DATA SUPPLIED:
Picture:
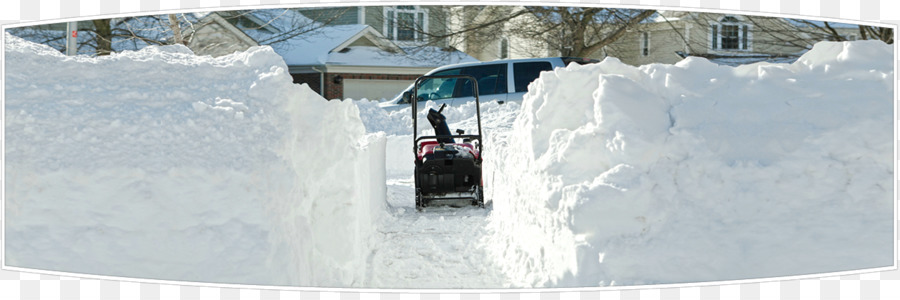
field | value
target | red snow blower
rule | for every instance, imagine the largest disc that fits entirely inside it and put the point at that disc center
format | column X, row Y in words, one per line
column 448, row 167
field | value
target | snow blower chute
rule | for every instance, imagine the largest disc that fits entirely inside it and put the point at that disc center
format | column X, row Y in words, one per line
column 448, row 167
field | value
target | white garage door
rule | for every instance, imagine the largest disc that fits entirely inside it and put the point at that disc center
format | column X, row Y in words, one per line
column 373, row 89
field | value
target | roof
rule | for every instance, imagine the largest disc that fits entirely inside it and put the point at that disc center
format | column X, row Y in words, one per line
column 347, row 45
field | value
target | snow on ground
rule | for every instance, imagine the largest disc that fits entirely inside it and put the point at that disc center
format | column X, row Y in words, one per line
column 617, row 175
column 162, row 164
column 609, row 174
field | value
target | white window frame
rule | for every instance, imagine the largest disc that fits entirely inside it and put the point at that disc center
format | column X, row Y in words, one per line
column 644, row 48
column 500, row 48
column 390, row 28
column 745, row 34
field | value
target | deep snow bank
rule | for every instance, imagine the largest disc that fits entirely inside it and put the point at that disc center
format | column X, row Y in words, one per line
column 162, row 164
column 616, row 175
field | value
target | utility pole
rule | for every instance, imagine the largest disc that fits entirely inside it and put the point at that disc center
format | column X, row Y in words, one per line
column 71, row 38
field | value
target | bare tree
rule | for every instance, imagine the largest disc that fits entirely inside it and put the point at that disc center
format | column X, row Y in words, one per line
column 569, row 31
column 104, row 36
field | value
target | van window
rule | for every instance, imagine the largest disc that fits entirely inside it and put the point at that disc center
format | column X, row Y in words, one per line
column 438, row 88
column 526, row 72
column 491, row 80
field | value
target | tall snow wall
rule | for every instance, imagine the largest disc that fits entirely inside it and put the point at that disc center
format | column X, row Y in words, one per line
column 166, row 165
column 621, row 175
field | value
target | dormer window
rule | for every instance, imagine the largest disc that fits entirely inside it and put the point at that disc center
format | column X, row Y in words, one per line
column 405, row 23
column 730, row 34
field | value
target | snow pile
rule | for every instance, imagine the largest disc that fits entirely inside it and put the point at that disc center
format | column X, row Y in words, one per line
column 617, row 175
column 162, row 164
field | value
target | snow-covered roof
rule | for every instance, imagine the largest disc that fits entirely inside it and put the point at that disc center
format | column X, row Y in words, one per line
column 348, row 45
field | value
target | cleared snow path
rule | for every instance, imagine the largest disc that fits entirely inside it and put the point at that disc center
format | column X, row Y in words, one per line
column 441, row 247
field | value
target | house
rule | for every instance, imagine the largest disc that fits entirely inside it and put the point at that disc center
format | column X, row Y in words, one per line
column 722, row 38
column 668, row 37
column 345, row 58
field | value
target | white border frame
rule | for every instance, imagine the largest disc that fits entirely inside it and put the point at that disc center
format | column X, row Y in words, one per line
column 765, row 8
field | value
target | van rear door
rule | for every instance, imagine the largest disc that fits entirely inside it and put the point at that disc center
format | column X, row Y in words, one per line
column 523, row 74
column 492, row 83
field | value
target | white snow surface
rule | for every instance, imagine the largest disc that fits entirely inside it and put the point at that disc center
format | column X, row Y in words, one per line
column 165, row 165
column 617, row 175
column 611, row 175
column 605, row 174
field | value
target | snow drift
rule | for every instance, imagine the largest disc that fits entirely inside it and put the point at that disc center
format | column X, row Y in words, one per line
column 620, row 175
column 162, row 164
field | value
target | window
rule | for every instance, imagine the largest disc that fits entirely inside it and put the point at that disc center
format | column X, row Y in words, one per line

EXERCISE OBJECTIVE: The expected answer is an exact copy of the lines above, beginning at the line with "target | roof" and ending at the line with "target | van window", with both ends in.

OUTPUT FOR THIS TASK:
target | roof
rule | for every instance, imagine the largest disc that fits entirely inside it and put the point at that disc center
format | column X, row Y in words, one per line
column 347, row 45
field | value
target | snow on ground
rule | for every instance, imagine the largest disc that fits entirely inside it and put the point at that disc center
format | column X, row Y in words, one per line
column 617, row 175
column 162, row 164
column 609, row 174
field | value
target | white window frame
rule | for every instance, imagine the largest disc that fits entirely inside it and put the point at that disc center
format | column X, row Y in words, one per line
column 644, row 48
column 500, row 48
column 390, row 28
column 745, row 34
field | value
target | deep snow bank
rule | for every instance, imagine the largest disc that fits entirely inside it and put the point at that disc center
format | column X, row Y in words, one per line
column 162, row 164
column 616, row 175
field | value
target | utility pole
rule | for every instance, imagine the largest disc that fits entirely inside it and put the point at that disc center
format | column X, row Y in words, one per line
column 71, row 38
field | value
target | bare tree
rule | for every instance, imagine the largest disc that fits entirely inside it and put the point at that disc center
format | column X, row Y in words, one per line
column 569, row 31
column 104, row 36
field | value
target | van window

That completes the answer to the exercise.